Consigne A:
D'après le texte, en quelle année Lobna vivait-elle ses premières Fêtes enneigées ?

Texte de la page:
>>>

Lobna se demandait comment on fête Noël, ici.

Elle arrivait au pays après avoir fui une Syrie mutilée. La guerre lui avait volé son frère et l’espoir d’élever sa famille en toute sécurité. Elle s’était réfugiée un an en Afrique, avec ses quatre enfants et son mari, avant de rejoindre sa sœur, déjà installée au Québec. On était en 2017 et elle vivait ses premières Fêtes enneigées.

« J’étais curieuse de savoir ce qui se passait derrière les portes. Comment fêtaient les Québécois ? Je ne voulais pas être étrangère, je voulais faire partie de la société », me dit-elle.

Lobna Najar sentait qu’elle avait tout à apprendre.

À l’époque, elle ne parlait pas un mot de français. Elle s’est donc rapidement inscrite à des cours de francisation, qu’elle a adorés. Ils étaient « [sa] première période de communication avec la société québécoise ».

<<<

Consigne B:
Recopiez à l'identique le passage des rangées allant de leur début jusqu'à la ligne contenant « 106), (331, 107)] », celle-ci incluse, sans reproduire les images.

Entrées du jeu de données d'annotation
>>>

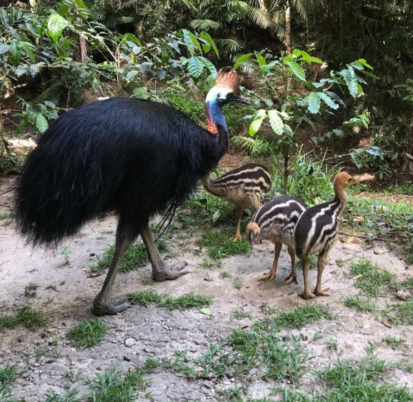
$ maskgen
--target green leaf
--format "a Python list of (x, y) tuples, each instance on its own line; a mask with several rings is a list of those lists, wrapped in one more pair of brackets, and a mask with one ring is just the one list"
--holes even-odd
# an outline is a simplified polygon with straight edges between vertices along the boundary
[(208, 59), (202, 56), (198, 56), (198, 58), (204, 63), (204, 65), (209, 70), (209, 72), (215, 77), (217, 76), (217, 69), (215, 65)]
[(299, 64), (297, 64), (295, 61), (286, 61), (286, 64), (288, 65), (297, 78), (304, 83), (306, 82), (306, 73)]
[(59, 41), (63, 30), (69, 25), (67, 20), (59, 14), (52, 14), (47, 21), (47, 33), (56, 43)]
[(235, 63), (234, 63), (234, 69), (237, 70), (244, 61), (248, 60), (253, 53), (246, 53), (245, 54), (242, 54), (237, 59)]
[(21, 42), (12, 41), (9, 48), (9, 59), (14, 67), (17, 67), (21, 61), (23, 53), (21, 52)]
[(331, 109), (338, 109), (339, 105), (336, 103), (327, 94), (324, 92), (319, 92), (321, 99), (326, 103), (327, 106), (331, 107)]
[(315, 114), (320, 109), (320, 92), (310, 92), (306, 96), (307, 108), (310, 113)]
[(193, 78), (200, 78), (204, 71), (204, 63), (198, 56), (193, 56), (188, 60), (188, 70)]
[(254, 116), (253, 116), (253, 121), (248, 127), (248, 132), (250, 136), (253, 136), (257, 134), (257, 131), (260, 129), (260, 127), (262, 124), (262, 120), (266, 116), (266, 111), (264, 109), (260, 109), (254, 114)]
[(284, 132), (284, 122), (276, 110), (268, 110), (268, 114), (271, 128), (276, 134), (281, 136)]
[(201, 34), (200, 34), (200, 38), (202, 38), (202, 39), (206, 41), (211, 45), (211, 47), (215, 52), (215, 54), (218, 56), (220, 56), (218, 54), (218, 49), (217, 47), (217, 45), (215, 45), (215, 42), (213, 41), (213, 39), (211, 37), (211, 35), (208, 32), (201, 32)]
[(36, 127), (41, 133), (47, 129), (47, 120), (42, 114), (38, 114), (36, 116)]
[(359, 94), (359, 87), (354, 76), (354, 70), (349, 65), (347, 70), (342, 70), (340, 74), (344, 78), (350, 94), (355, 98)]

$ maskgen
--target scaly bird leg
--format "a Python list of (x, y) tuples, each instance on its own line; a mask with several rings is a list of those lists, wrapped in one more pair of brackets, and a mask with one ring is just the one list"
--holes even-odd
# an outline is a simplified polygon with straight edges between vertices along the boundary
[(173, 268), (169, 268), (161, 258), (158, 248), (153, 242), (153, 237), (149, 229), (148, 222), (143, 230), (140, 232), (142, 240), (145, 244), (151, 264), (152, 264), (152, 275), (153, 280), (162, 282), (166, 280), (173, 280), (184, 275), (189, 273), (187, 271), (182, 271), (187, 264), (180, 262), (175, 266)]
[(295, 271), (295, 250), (293, 247), (288, 247), (288, 254), (291, 258), (291, 272), (286, 278), (286, 285), (288, 285), (293, 282), (298, 284), (298, 278), (297, 277), (297, 271)]
[(258, 278), (259, 281), (264, 281), (266, 279), (272, 281), (274, 279), (277, 275), (277, 266), (278, 265), (278, 258), (279, 258), (282, 247), (282, 243), (279, 243), (279, 242), (274, 243), (274, 261), (273, 262), (273, 266), (271, 266), (271, 269), (268, 272), (264, 273), (262, 277)]
[(242, 205), (237, 207), (237, 233), (233, 237), (233, 242), (241, 240), (241, 219), (242, 218)]
[(308, 270), (310, 269), (310, 262), (308, 257), (301, 259), (301, 265), (303, 267), (303, 276), (304, 277), (304, 290), (298, 294), (303, 299), (308, 300), (313, 299), (315, 295), (310, 290), (308, 287)]
[(321, 275), (323, 275), (323, 271), (324, 271), (324, 266), (326, 266), (326, 260), (327, 260), (327, 254), (321, 255), (319, 255), (318, 264), (317, 264), (317, 284), (315, 285), (315, 289), (314, 293), (317, 296), (331, 296), (327, 290), (330, 288), (321, 288)]
[(122, 229), (118, 227), (114, 257), (102, 290), (93, 302), (93, 313), (96, 315), (117, 314), (131, 306), (127, 295), (112, 297), (112, 290), (120, 259), (131, 242), (132, 240), (123, 233)]

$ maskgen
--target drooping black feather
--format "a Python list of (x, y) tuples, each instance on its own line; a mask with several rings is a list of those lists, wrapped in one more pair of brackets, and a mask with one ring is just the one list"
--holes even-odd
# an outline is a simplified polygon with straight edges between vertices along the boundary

<<<

Réponse A:
En 2017.

Réponse B:
$ maskgen
--target green leaf
--format "a Python list of (x, y) tuples, each instance on its own line; a mask with several rings is a list of those lists, wrapped in one more pair of brackets, and a mask with one ring is just the one list"
--holes even-odd
# an outline is a simplified polygon with straight edges between vertices along the boundary
[(208, 59), (202, 56), (198, 56), (198, 58), (204, 63), (204, 65), (209, 70), (209, 72), (215, 77), (217, 76), (217, 69), (215, 65)]
[(299, 64), (297, 64), (295, 61), (286, 61), (286, 64), (288, 65), (297, 78), (304, 83), (306, 82), (306, 73)]
[(59, 41), (63, 30), (69, 25), (67, 20), (59, 14), (52, 14), (47, 21), (47, 33), (56, 43)]
[(235, 63), (234, 63), (234, 69), (237, 70), (244, 61), (248, 60), (253, 53), (246, 53), (245, 54), (242, 54), (237, 59)]
[(21, 42), (12, 41), (9, 48), (9, 59), (14, 67), (17, 67), (21, 61), (23, 53), (21, 52)]
[(331, 109), (338, 109), (339, 105), (336, 103), (327, 94), (324, 92), (319, 92), (321, 99), (326, 103), (327, 106), (331, 107)]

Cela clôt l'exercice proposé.